BEGIN QUOTED PASSAGE

Photoactive yellow protein

Photoactive Yellow Protein (PYP) is a small cytosolic photoreceptor thought to be responsible for the negative phototactic response of its host organism. It consists of a single polypeptide chain of 125 residues and the chromophore para-hydroxy cinnamic acid, which is covalently bound to Cys69, the only cysteine residue in the protein.

The photocycle

In the dark, the PYP chromophore is in the trans, deprotonated state and the protein is well folded. This state absorbs in the blue (so it looks yellow). When a blue photon is absorbed, the chromophore can isomerize to the cis state and become protonated. The cis state absorbs near 350 nm so appears colourless. In the cis, protonated state the protein partially unfolds. When the blue light source is removed the protein spontaneously refolds and the chromophore reisomerizes to the trans form.

Photocontrolled transcription factors

Our aim is to use PYP as a genetically encoded light switch that can be fused to transcription factors like GCN4 and control their activity. The idea is to use the photo-controlled folding/unfolding process of PYP to sterically prevent/allow an interaction required for function. For more information see: J Mol Biol. 2010;399(1):94-112.


The idea of using genetically encoded light switches to control biochemistry in living organisms has been termed "optogenetics". The best developed optogenetic tools are the channelrhodospins which are already leading to new insights into how complex things like living brains function. The potenial of such tools is highlighted in the 2010 Method of the Year section in Nature Methods.

END QUOTED PASSAGE

• TASKS FOR THIS EXERCISE:
- A) Retype the photoactive yellow protein passage from "Photoactive Yellow Protein (PYP)" to "the trans form.", word for word.
- B) In the photoactive yellow protein passage, to which residue is the chromophore covalently bound?

BEGIN SOURCE INFORMATION

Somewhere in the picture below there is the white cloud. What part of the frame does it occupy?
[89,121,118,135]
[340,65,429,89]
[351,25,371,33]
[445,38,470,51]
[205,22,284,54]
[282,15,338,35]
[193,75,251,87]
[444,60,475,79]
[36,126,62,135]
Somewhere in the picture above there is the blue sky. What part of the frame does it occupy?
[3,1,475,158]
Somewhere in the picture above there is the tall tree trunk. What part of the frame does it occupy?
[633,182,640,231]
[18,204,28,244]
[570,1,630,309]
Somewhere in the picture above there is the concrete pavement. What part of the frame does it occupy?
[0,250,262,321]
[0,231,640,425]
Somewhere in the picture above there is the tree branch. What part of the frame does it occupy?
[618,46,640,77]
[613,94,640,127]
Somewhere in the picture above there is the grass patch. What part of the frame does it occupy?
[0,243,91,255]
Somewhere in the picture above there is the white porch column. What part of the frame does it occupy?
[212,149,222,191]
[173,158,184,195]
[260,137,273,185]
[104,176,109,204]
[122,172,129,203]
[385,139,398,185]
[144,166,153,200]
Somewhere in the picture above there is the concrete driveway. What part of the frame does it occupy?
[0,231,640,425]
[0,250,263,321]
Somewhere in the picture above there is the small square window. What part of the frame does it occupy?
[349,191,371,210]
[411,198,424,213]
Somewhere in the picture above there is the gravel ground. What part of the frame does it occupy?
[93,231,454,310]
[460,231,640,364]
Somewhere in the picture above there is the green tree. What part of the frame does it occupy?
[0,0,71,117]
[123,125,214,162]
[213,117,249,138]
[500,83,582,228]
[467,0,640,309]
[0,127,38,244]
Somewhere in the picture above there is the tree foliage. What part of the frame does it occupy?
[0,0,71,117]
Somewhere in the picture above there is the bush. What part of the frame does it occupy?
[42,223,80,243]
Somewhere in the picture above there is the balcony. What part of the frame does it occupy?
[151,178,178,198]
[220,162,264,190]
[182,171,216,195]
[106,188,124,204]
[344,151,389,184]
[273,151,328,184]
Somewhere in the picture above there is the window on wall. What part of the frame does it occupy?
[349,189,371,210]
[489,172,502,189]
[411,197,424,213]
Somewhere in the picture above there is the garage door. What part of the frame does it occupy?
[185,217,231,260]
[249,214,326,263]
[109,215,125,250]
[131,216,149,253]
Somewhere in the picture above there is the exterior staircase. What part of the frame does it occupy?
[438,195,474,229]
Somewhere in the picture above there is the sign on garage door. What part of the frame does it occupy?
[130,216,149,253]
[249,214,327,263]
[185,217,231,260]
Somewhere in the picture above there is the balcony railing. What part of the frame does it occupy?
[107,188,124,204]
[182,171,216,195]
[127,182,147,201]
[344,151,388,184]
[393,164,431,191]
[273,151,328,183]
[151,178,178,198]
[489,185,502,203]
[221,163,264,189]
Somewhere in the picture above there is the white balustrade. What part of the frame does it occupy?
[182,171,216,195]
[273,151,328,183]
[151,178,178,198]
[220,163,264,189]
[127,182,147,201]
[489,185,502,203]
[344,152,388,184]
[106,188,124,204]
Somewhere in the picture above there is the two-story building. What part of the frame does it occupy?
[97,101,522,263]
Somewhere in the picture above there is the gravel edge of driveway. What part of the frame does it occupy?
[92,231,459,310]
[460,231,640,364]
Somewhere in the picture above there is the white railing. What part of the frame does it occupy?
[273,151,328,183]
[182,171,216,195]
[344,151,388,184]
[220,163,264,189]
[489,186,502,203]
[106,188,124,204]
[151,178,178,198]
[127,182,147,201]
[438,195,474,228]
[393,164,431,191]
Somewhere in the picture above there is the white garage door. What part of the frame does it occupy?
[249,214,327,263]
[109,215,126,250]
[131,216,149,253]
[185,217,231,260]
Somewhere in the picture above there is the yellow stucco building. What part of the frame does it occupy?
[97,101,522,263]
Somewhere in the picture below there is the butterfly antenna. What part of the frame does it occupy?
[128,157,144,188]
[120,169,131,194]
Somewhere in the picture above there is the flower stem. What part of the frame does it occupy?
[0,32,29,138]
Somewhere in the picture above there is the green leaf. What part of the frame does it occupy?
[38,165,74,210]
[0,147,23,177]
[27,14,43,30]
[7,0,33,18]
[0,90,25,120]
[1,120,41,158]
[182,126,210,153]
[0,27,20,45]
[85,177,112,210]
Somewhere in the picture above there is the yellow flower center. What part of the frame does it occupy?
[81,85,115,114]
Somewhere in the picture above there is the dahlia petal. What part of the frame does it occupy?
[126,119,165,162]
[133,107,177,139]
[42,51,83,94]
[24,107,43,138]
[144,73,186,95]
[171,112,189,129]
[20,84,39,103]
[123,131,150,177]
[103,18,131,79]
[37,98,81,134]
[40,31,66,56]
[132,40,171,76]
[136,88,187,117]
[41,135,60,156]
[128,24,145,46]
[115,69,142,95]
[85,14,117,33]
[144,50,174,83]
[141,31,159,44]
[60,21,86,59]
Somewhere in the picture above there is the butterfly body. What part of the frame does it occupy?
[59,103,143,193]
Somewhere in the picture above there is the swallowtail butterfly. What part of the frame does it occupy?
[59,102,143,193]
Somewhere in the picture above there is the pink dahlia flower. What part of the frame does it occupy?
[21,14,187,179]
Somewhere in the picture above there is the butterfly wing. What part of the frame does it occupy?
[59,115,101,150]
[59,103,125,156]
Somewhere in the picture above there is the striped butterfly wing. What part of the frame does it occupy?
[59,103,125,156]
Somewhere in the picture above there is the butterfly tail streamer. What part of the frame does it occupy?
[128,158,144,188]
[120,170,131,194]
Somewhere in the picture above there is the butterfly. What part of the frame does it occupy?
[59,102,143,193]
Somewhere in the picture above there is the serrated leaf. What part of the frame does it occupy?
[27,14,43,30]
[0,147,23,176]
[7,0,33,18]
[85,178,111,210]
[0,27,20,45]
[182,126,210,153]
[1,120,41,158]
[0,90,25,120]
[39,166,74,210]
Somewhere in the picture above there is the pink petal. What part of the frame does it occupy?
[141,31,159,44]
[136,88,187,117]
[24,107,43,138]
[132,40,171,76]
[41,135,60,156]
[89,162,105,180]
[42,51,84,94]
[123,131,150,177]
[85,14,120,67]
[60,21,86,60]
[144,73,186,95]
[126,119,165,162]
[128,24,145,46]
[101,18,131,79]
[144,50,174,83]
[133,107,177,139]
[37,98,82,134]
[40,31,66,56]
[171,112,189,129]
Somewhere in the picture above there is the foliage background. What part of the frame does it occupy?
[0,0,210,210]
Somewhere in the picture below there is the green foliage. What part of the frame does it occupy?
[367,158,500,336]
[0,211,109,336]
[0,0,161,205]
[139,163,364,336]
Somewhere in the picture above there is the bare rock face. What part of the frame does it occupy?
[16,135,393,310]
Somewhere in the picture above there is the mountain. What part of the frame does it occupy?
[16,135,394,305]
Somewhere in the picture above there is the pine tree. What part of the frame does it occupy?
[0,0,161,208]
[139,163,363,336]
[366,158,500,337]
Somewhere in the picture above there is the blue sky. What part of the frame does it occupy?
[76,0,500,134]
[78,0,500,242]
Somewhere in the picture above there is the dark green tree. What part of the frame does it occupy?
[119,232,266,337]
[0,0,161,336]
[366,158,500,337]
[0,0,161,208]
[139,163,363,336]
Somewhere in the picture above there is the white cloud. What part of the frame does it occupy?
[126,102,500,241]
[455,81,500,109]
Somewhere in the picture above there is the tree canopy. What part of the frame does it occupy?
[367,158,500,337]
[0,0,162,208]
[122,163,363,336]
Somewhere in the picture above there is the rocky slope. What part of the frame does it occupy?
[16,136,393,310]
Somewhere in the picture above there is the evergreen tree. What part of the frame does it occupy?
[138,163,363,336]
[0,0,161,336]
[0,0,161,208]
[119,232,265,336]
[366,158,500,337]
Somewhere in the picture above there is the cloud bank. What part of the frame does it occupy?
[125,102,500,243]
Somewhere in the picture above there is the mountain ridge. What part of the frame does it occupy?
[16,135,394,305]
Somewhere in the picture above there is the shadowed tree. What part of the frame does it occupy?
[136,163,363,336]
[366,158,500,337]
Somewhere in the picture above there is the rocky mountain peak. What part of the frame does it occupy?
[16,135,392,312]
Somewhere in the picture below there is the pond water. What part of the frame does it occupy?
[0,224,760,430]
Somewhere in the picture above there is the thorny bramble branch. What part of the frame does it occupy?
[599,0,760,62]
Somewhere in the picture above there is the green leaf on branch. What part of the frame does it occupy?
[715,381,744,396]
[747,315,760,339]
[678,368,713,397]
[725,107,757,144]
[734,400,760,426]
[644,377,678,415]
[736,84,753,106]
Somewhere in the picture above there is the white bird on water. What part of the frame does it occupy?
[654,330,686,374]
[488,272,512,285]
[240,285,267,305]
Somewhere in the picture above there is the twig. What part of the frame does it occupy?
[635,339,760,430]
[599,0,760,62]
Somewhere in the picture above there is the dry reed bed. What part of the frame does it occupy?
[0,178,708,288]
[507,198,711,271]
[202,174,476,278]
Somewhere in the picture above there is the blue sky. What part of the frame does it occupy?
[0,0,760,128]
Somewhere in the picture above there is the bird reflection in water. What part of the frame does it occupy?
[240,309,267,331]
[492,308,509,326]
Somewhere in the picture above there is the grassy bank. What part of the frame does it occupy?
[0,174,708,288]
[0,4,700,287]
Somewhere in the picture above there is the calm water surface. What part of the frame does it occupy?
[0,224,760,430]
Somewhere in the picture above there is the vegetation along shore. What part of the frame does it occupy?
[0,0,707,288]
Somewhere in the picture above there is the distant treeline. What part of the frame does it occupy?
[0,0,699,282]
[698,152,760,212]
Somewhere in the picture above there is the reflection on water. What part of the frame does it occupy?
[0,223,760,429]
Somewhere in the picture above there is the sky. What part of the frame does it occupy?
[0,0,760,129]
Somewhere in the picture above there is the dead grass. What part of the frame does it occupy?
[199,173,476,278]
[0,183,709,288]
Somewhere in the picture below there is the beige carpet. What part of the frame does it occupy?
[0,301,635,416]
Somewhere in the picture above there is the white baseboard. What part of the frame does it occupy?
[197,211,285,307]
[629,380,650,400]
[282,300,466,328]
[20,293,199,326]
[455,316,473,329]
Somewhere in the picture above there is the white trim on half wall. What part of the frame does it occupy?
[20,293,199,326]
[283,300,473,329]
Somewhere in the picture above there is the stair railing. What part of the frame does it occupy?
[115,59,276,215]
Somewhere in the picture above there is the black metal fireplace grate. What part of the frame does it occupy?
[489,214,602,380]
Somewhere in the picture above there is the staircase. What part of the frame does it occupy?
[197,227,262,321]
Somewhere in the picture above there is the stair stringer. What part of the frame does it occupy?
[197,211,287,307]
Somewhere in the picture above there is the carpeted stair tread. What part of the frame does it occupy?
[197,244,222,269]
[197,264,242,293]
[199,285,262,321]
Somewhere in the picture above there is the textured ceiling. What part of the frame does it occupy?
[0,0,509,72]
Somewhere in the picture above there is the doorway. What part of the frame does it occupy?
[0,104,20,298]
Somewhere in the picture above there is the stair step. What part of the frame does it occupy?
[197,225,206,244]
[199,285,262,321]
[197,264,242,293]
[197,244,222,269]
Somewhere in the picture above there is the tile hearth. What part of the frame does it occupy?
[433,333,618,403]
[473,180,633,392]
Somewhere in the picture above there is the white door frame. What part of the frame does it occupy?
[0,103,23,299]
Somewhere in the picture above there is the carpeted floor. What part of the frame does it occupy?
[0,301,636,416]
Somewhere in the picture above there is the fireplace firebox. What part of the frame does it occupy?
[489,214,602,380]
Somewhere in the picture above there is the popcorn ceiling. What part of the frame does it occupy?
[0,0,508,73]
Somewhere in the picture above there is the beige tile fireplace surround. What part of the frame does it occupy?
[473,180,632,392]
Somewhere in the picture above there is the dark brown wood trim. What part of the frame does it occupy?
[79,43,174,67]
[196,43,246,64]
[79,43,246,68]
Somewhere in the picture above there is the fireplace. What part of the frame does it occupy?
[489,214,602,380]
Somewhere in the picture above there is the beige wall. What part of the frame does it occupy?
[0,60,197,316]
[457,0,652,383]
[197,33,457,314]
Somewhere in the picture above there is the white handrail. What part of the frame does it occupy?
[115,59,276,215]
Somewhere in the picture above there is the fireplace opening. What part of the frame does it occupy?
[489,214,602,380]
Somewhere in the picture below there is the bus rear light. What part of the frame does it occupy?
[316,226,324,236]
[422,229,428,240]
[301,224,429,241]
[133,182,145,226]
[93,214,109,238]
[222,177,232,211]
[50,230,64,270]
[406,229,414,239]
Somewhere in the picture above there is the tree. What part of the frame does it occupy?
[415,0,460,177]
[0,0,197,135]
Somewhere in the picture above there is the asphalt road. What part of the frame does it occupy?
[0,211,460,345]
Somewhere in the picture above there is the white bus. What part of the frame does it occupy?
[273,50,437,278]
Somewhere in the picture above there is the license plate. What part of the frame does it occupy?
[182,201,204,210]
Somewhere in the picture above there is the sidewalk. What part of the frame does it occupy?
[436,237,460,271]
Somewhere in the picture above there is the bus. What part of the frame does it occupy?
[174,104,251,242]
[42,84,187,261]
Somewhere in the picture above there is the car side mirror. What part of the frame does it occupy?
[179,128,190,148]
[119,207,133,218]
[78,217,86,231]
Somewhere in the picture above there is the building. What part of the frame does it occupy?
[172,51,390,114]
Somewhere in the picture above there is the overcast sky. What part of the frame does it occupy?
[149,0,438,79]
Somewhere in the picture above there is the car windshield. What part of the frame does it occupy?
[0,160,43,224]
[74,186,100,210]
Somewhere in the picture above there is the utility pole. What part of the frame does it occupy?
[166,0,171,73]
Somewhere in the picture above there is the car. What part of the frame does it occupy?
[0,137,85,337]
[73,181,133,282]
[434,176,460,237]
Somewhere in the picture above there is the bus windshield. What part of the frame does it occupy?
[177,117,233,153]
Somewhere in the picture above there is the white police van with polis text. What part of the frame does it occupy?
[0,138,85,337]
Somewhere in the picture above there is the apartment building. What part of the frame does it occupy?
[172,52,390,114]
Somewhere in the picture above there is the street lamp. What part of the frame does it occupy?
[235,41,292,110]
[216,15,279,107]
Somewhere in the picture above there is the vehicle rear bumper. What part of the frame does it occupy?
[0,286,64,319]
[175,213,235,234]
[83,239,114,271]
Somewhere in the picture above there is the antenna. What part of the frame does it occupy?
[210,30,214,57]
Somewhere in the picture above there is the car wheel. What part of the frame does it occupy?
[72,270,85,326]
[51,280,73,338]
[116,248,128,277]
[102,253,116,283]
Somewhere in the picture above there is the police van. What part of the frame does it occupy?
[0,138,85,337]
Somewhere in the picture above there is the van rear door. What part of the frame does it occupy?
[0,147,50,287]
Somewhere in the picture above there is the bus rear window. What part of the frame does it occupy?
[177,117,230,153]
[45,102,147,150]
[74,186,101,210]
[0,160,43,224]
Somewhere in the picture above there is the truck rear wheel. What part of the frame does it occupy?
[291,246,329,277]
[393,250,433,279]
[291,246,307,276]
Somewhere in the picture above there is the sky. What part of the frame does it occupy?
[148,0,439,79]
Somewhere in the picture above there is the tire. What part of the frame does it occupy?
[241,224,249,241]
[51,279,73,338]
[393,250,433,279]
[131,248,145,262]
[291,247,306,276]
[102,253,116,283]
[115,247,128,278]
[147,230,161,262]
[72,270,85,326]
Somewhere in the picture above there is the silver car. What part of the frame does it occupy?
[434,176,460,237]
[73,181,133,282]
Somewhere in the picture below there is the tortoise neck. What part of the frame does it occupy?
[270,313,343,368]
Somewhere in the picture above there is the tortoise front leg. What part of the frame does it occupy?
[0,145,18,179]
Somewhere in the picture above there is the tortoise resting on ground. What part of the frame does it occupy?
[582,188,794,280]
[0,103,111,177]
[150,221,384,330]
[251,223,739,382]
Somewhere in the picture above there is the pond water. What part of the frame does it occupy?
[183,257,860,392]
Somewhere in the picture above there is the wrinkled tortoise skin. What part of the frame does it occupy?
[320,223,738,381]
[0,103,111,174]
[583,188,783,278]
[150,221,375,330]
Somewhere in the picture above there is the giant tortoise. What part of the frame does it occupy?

END SOURCE INFORMATION

• SOLUTIONS:
- A)
Photoactive Yellow Protein (PYP) is a small cytosolic photoreceptor thought to be responsible for the negative phototactic response of its host organism. It consists of a single polypeptide chain of 125 residues and the chromophore para-hydroxy cinnamic acid, which is covalently bound to Cys69, the only cysteine residue in the protein.

The photocycle

In the dark, the PYP chromophore is in the trans, deprotonated state and the protein is well folded. This state absorbs in the blue (so it looks yellow). When a blue photon is absorbed, the chromophore can isomerize to the cis state and become protonated. The cis state absorbs near 350 nm so appears colourless. In the cis, protonated state the protein partially unfolds. When the blue light source is removed the protein spontaneously refolds and the chromophore reisomerizes to the trans form.

- B) Cys69, the only cysteine residue in the protein.